Can you quote all of the rows below word for word, leaving the pictures out of your answer?

==*==

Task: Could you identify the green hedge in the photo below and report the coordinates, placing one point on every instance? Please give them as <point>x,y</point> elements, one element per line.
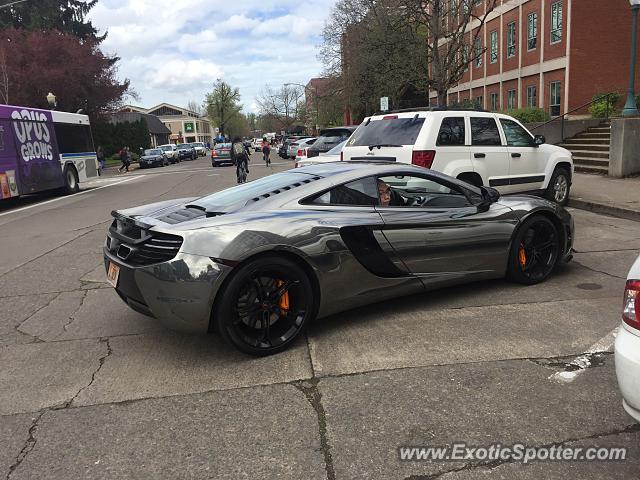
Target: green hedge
<point>528,114</point>
<point>598,108</point>
<point>112,137</point>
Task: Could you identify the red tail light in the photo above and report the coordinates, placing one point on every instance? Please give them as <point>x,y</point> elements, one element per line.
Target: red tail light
<point>423,158</point>
<point>631,304</point>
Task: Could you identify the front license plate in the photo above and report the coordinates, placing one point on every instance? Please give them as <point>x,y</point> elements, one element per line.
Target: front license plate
<point>112,274</point>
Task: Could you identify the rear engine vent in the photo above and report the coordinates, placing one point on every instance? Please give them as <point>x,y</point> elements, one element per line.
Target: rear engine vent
<point>283,189</point>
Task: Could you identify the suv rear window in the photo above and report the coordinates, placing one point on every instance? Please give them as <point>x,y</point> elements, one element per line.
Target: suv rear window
<point>392,131</point>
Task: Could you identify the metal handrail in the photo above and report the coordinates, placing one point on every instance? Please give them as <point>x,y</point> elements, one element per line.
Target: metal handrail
<point>561,117</point>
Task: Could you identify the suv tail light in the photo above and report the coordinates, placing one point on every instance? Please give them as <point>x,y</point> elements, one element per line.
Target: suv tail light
<point>631,304</point>
<point>423,158</point>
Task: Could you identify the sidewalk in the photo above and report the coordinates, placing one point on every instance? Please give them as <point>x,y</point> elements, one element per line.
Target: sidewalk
<point>618,197</point>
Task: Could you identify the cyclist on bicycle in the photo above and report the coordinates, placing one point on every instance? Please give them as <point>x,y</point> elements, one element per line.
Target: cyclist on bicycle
<point>240,159</point>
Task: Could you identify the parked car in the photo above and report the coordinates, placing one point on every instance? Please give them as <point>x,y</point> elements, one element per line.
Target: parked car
<point>228,259</point>
<point>221,154</point>
<point>627,347</point>
<point>186,151</point>
<point>303,146</point>
<point>333,155</point>
<point>478,147</point>
<point>170,150</point>
<point>200,148</point>
<point>329,138</point>
<point>292,147</point>
<point>153,157</point>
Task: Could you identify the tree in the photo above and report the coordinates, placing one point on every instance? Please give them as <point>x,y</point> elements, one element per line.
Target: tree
<point>75,70</point>
<point>284,105</point>
<point>222,104</point>
<point>195,107</point>
<point>66,16</point>
<point>399,49</point>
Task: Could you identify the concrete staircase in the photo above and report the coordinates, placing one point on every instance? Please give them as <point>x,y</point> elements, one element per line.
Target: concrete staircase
<point>591,149</point>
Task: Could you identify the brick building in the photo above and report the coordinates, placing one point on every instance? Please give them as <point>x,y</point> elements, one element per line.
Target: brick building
<point>552,54</point>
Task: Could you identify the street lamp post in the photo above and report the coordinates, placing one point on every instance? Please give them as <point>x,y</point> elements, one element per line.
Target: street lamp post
<point>317,129</point>
<point>630,108</point>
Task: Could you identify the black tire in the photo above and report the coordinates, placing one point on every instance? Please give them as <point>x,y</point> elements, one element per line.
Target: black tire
<point>71,184</point>
<point>559,187</point>
<point>253,289</point>
<point>535,251</point>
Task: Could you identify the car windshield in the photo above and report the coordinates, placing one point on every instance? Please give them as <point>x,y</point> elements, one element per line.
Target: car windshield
<point>337,149</point>
<point>245,192</point>
<point>390,131</point>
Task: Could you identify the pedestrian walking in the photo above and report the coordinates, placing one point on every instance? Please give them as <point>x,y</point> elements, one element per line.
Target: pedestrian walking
<point>125,158</point>
<point>100,155</point>
<point>266,151</point>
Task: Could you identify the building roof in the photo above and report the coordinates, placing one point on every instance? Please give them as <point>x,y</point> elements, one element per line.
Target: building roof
<point>156,127</point>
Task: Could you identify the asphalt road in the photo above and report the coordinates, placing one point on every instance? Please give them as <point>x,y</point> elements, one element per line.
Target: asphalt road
<point>91,389</point>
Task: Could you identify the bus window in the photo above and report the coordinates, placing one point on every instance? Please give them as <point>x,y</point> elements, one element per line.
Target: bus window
<point>73,138</point>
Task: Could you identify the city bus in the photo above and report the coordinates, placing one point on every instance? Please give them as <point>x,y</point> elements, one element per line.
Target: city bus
<point>44,150</point>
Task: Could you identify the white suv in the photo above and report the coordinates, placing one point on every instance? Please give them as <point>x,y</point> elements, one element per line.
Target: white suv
<point>478,147</point>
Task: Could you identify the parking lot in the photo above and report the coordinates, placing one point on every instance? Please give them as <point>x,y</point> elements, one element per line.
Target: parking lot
<point>91,389</point>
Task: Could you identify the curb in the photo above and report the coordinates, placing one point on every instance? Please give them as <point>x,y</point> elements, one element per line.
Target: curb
<point>612,211</point>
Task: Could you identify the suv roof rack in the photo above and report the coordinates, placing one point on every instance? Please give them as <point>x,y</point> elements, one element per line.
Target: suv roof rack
<point>433,109</point>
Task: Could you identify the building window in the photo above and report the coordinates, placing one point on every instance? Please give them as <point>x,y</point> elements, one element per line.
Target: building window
<point>511,100</point>
<point>511,40</point>
<point>493,58</point>
<point>554,105</point>
<point>532,31</point>
<point>556,22</point>
<point>495,103</point>
<point>478,52</point>
<point>532,96</point>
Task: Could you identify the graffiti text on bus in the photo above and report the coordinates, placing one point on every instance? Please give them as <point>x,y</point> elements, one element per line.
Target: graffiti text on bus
<point>33,134</point>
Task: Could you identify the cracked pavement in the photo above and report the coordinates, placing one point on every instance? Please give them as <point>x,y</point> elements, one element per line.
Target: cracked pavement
<point>91,389</point>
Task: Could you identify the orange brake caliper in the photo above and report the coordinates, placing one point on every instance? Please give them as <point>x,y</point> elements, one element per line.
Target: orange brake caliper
<point>284,299</point>
<point>522,257</point>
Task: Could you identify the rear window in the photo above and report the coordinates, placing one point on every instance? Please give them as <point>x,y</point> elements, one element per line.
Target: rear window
<point>392,131</point>
<point>330,139</point>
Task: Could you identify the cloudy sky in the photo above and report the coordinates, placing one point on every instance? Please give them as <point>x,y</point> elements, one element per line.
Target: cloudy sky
<point>173,50</point>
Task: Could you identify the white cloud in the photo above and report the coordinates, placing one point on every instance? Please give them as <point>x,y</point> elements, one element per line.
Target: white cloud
<point>173,50</point>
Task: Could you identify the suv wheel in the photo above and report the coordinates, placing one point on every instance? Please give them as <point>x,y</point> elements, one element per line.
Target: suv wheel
<point>559,186</point>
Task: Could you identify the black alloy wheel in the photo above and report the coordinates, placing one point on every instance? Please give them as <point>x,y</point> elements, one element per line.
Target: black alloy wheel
<point>265,306</point>
<point>535,251</point>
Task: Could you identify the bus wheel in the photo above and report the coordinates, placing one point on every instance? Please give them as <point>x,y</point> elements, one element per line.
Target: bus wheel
<point>71,180</point>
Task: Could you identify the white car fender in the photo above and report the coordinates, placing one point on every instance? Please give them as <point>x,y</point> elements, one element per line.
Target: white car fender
<point>557,155</point>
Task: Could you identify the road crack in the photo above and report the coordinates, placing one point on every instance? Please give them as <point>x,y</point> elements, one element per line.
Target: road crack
<point>310,390</point>
<point>28,446</point>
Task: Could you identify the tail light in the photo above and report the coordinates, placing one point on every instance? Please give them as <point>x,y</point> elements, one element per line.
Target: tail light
<point>423,158</point>
<point>631,304</point>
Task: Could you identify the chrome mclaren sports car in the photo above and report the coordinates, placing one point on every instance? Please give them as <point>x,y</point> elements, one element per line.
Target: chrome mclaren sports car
<point>257,262</point>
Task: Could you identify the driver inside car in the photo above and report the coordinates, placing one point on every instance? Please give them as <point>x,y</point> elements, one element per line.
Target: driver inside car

==*==

▶ **WORKED ANSWER**:
Task: Could you identify the green hedge in the photo below and report the coordinates, placing one point on every instance? Please give them as <point>x,y</point> elements, one element per line.
Target: green hedge
<point>528,114</point>
<point>598,108</point>
<point>112,137</point>
Task: Could you identify the red tail light in the photo above and report the coordinates, placing one point on every instance? Please give them as <point>x,y</point> elements, one element per line.
Target: red tail light
<point>423,158</point>
<point>631,304</point>
Task: Could you identify the front license plate in the photo above and report the coordinates, placing one point on every instance? Please give them as <point>x,y</point> elements, one element per line.
Target: front license plate
<point>112,274</point>
Task: Could you identify the rear engine vent in the photo above and report the coordinates, placing one point on every instance? Please give them as <point>x,y</point> elements, one element per line.
Target: rear engine vent
<point>283,189</point>
Task: Could you identify the suv rear window in the photo above and report the coordinates, placing one point on every instance? Please give them as <point>x,y</point> elements, one element per line.
Target: suv rear window
<point>392,131</point>
Task: Could you identify the metal handrail in the photo above and report the coordinates, placing one point on every instance? Please give them as <point>x,y</point> elements, one element per line.
Target: metal handrail
<point>561,117</point>
Task: Could you identify the suv tail light in the photo above and report the coordinates, placing one point on every instance? Please give them as <point>x,y</point> elements, one element per line.
Target: suv tail light
<point>631,304</point>
<point>423,158</point>
Task: Could you identify the sidewalk in the photo above and report the coordinates, placing one point on every instance? Please give them as <point>x,y</point> elements, one element per line.
Target: sidewalk
<point>618,197</point>
Task: Could you identify the cyclist on bicycle in the photo above and report the coordinates, placing one point on every instance? Please give them as <point>x,y</point> elements, one element per line.
Target: cyclist on bicycle
<point>240,159</point>
Task: Could you identify the parked car in the photo above and report the coordinates, placing one point on every instance? Please give them as <point>x,y</point> elements, one element per line.
Target: parked car
<point>228,259</point>
<point>221,154</point>
<point>627,347</point>
<point>186,151</point>
<point>303,146</point>
<point>333,155</point>
<point>478,147</point>
<point>170,150</point>
<point>200,148</point>
<point>329,138</point>
<point>292,147</point>
<point>153,157</point>
Task: Could you identify the tree in the photo above and report the coordinates, placing one point on every instance? Please give them as <point>x,y</point> elements, one element per line.
Target: tree
<point>75,70</point>
<point>284,105</point>
<point>222,104</point>
<point>195,107</point>
<point>66,16</point>
<point>399,49</point>
Task: Could you identify the concrete staircase in the photo above and report the coordinates, placing one point on every instance? Please give them as <point>x,y</point> elements, one element per line.
Target: concrete staircase
<point>591,149</point>
Task: Could you identify the brick building in the photo above and report the coordinates, placing one point on every instance? Please give them as <point>x,y</point> elements, one element per line.
Target: brick building
<point>552,54</point>
Task: Could you identify the street lamp post in the photo above and report the coordinates, placing one point on every instance? Please give them as <point>x,y</point> elements, one element per line.
Target: street lamp post
<point>317,129</point>
<point>630,108</point>
Task: Could you identify the black tire in the photo above and report the coordinates, placing one point on every instance? Please give them as <point>x,y</point> elements, one element per line.
Target: black tire
<point>71,184</point>
<point>559,187</point>
<point>253,289</point>
<point>535,251</point>
Task: Could you identify the car windshield in the photo above and report the coordinates, placing one point on every instance? Please give them as <point>x,y</point> elements, one element per line.
Target: car windshield
<point>337,149</point>
<point>245,192</point>
<point>390,131</point>
Task: Could you identify the pedestrian walking in the photo above and report the coordinates, placing one point on every instance? Please give them as <point>x,y</point> elements, one element per line.
Target: pedestrian walking
<point>125,158</point>
<point>100,155</point>
<point>266,151</point>
Task: Could you identify the building roof in the photo above and report the coordinates, placing one point on every instance? Please give them as <point>x,y</point> elements, one element per line.
Target: building roof
<point>156,127</point>
Task: Could you identify the asphalt road in the photo above and report the coordinates, placing one point on every instance? Please give them as <point>x,y</point> elements, one element per line.
Target: asphalt road
<point>91,389</point>
Task: Could you identify the bus window in the photo above and report the coordinates, placing one point on every instance? Please give them as <point>x,y</point> elements, one element per line.
Target: bus window
<point>73,138</point>
Task: Could you identify the city bus in the photo above and report the coordinates, placing one point on every instance? Please give them as <point>x,y</point> elements, one element per line.
Target: city bus
<point>44,150</point>
Task: Could you identify the white suv in the photo above and report the coordinates, placing one point on every instance? Please give them as <point>x,y</point> elements, one element per line.
Target: white suv
<point>478,147</point>
Task: Could you identify the parking lot in the photo above and report the coordinates, placing one point on every instance? Please give them as <point>x,y</point> elements, one element per line.
Target: parking lot
<point>91,389</point>
Task: Could you identify the curb in the photo above and report the coordinates, placing one point on every instance? Please give them as <point>x,y</point> elements, one element per line.
Target: curb
<point>612,211</point>
Task: Could you identify the suv roof rack in the photo above and report the coordinates, placing one point on every instance? Please give them as <point>x,y</point> elements, one element per line.
Target: suv roof rack
<point>433,109</point>
Task: Could you identify the building window in the photo above and report the coordinates, placing one point on every instance? Please give them as <point>x,y</point> elements, one element per line.
Target: building window
<point>511,100</point>
<point>511,40</point>
<point>493,58</point>
<point>554,105</point>
<point>532,31</point>
<point>556,22</point>
<point>495,103</point>
<point>478,52</point>
<point>532,96</point>
Task: Could you identify the graffiti text on bus in the photo above and report the coordinates, placing one point on every instance? Please give them as <point>x,y</point> elements, one element per line.
Target: graffiti text on bus
<point>33,134</point>
Task: Could you identify the cracked pavement in the photo above and report the coordinates, placing one point on every instance? Please give them as <point>x,y</point> elements, one element per line.
Target: cracked pavement
<point>91,389</point>
Task: Could you identify the orange brake caliper in the photo above and report the coordinates, placing one point on every instance? Please give them as <point>x,y</point> elements, one element per line.
Target: orange brake caliper
<point>284,299</point>
<point>522,257</point>
Task: Could you identify the rear window in the photo above and report the coordinates, placing one point on every instance? Please give them as <point>x,y</point> elements, one element per line.
Target: rear window
<point>392,131</point>
<point>330,139</point>
Task: Could you identify the cloudy sky in the photo above and report the coordinates, placing one point on every instance? Please give them as <point>x,y</point> elements, one element per line.
Target: cloudy sky
<point>173,50</point>
Task: Could you identify the white cloud in the photo above and report the coordinates, placing one point on every instance? Please give them as <point>x,y</point> elements, one element per line.
Target: white cloud
<point>173,50</point>
Task: Could you identify the suv wheel in the photo above and report the coordinates, placing one point on every instance? Please give them as <point>x,y</point> elements, one element per line.
Target: suv wheel
<point>559,186</point>
Task: Could you identify the black alloy wheel in the photo above and report the coordinates, placing one point on every instance? Please give them as <point>x,y</point> elements, one element per line.
Target: black alloy wheel
<point>265,306</point>
<point>535,251</point>
Task: Could you identify the bus wheel in the photo above and report the coordinates, placing one point on every instance? Please give them as <point>x,y</point> elements, one element per line.
Target: bus wheel
<point>71,180</point>
Task: Could you identify the white car fender in the photo above and report the coordinates, placing one point on every instance? Please give them as <point>x,y</point> elements, one element per line.
Target: white car fender
<point>557,155</point>
Task: Could you identify the road crack in the photo above and report the coordinates, placing one point on every instance? Please give them as <point>x,y</point> elements, one element per line.
Target: road crack
<point>310,390</point>
<point>28,446</point>
Task: Could you identify the tail light in the photo above and report the coordinates, placing one point on every instance? Please give them as <point>x,y</point> elements, one element per line.
Target: tail light
<point>423,158</point>
<point>631,304</point>
Task: Could you identify the chrome mclaren sports car in the photo above and report the coordinates, placing one point on every instance? Please give them as <point>x,y</point> elements, one element per line.
Target: chrome mclaren sports car
<point>257,262</point>
Task: Could you identify the driver inside car in the photo above and report the coordinates, placing one point on every instance? Please give them as <point>x,y</point> elements, one element per line.
Target: driver inside car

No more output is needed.